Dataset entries
╭──
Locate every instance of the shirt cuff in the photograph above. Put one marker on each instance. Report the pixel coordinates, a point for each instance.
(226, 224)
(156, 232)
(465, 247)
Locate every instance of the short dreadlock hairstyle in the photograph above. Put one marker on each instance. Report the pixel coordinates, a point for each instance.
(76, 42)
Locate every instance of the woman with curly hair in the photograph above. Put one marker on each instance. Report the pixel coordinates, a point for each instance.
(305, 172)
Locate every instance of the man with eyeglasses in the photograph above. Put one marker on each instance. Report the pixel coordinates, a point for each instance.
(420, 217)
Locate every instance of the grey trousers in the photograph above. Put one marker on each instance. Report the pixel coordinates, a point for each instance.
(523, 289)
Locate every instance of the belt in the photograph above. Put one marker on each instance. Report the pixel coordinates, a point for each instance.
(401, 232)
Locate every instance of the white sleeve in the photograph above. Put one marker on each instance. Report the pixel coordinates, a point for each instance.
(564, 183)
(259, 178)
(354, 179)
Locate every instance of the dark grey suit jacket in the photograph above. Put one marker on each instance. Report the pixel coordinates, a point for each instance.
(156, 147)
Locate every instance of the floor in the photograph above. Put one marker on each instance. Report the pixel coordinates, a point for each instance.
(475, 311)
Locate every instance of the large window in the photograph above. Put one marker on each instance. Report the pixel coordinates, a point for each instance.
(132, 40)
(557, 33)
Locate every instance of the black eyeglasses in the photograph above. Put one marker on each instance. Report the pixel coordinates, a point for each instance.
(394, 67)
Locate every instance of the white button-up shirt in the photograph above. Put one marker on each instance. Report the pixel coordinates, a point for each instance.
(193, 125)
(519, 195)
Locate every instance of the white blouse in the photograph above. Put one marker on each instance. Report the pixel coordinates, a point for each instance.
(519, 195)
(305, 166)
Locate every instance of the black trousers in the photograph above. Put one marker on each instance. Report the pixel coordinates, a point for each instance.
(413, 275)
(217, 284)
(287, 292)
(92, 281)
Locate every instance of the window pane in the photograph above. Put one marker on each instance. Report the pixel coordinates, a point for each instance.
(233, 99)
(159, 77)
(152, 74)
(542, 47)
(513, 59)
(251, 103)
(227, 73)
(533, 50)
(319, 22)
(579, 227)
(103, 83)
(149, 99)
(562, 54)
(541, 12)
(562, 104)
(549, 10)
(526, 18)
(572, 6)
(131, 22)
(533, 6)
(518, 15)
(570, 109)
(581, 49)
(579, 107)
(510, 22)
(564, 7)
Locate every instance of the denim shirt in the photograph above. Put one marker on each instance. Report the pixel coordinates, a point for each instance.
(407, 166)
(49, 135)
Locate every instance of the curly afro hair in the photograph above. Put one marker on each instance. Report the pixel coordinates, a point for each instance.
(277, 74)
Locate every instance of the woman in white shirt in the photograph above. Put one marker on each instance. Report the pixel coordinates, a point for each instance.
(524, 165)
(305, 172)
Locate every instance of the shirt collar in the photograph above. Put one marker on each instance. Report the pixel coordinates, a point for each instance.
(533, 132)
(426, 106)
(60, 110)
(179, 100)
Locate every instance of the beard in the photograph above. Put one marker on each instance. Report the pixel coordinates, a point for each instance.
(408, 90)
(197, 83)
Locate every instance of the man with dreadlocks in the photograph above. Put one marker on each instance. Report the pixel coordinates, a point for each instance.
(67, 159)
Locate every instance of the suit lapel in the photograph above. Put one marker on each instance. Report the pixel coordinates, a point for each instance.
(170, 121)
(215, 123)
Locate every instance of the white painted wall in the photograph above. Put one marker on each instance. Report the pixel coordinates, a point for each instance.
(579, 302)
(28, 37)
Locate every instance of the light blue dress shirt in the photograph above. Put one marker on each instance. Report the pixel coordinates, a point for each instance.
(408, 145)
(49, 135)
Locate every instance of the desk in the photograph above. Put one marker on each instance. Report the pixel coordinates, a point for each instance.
╰──
TO DO.
Each line from the one that contains "Locate every instance of the suit" to the end of the data should be set down exactly, both ends included.

PROBLEM SOLUTION.
Locate every instance of the suit lapel in the photograph above. Put one marker on each instance. Report the pixel coordinates, a point for each instance.
(170, 121)
(215, 123)
Locate every instance of the white painted wall in the photograph above. Put one marker on each instance. Report the pixel coordinates, a point for each instance.
(579, 302)
(28, 37)
Locate every instance of the light blue dress shirt in the photograph above. Put one marker on each instance. Report the pixel coordinates, a point for each instance.
(408, 145)
(49, 135)
Locate every instance of the desk in the photograph above. Put one marker on each instance. Report the pixel coordinates, a point for each instance.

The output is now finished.